Record set:
++++++
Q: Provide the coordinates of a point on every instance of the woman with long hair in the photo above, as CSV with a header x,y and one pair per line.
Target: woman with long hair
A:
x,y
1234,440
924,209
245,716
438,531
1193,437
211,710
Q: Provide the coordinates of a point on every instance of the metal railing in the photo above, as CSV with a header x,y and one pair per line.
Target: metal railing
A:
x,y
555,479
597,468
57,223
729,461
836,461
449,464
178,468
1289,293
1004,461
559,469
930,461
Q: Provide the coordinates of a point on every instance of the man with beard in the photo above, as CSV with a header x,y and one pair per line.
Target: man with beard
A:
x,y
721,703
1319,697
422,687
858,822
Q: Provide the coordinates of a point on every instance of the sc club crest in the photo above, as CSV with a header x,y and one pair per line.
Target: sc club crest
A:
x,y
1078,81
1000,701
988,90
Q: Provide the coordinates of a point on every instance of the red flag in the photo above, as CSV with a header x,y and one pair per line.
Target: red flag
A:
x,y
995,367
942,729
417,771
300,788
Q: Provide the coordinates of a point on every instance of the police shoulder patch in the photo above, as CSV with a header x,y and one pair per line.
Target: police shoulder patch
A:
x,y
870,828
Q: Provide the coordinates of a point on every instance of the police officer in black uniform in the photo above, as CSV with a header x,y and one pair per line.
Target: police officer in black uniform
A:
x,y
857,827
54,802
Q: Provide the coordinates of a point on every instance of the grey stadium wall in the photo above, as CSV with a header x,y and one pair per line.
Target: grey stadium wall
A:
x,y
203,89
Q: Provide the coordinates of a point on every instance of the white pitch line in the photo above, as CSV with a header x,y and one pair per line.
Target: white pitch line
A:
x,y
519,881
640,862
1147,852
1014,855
++++++
Prompt:
All of the entries must be quoted exactly; please include each one.

Solution for this problem:
Q: Provide the coordinates of a point on every instance of the woman with long hair in the photo above, as CSV with a header x,y and one pair per line.
Target: woman with long hair
A:
x,y
1234,440
924,209
245,716
438,531
1193,437
211,710
Q: Provide the coordinates of a point on every instance of the metal railing in the photo above, as CSV with a header x,y and one pair per line.
Target: metal railing
A:
x,y
555,479
597,468
57,223
729,461
836,461
449,464
178,468
1289,293
1004,461
559,469
930,461
Q: Provide the coordinates of a point on every instance of the man with beard in the photo above, as CSV with a header x,y and one pair per line.
Target: man with beard
A:
x,y
721,703
1319,697
422,687
858,822
Q: Provide the coordinates of a point on every instance of the sc club crest in the photo above, as CSV with a header x,y and one pair per line.
Target: sc club crest
A:
x,y
1078,81
1000,701
988,90
Q: Provide the coordinates of a point on every instance of the red flag in the photo above, as CSV with a header x,y and one pair per line.
Target: red flag
A:
x,y
995,367
942,729
417,771
300,788
Q: Provide the coordinates of a point on every instance of the police shoulder patch in the photo above, as CSV with a header x,y and one pair per line.
Target: police shoulder patch
A:
x,y
870,828
Q: Provide the coordinates of a point on every instance of the police officer in black uniform in the photo above, as CSV with a header x,y and one pair per line.
Target: police officer in black uniform
A:
x,y
857,827
54,802
Q: Provide the coordinates of a point on every instance of the grey stadium wall in the photo above, as CSV with a header x,y and one pair per line.
Target: grey stadium wall
A:
x,y
203,89
Q: Provide the coordinates of a point on every instance of the white pitch line in the photo above, as CSV with a header x,y and one pair per line.
Target: white pitch line
A:
x,y
519,881
640,862
1147,852
1014,855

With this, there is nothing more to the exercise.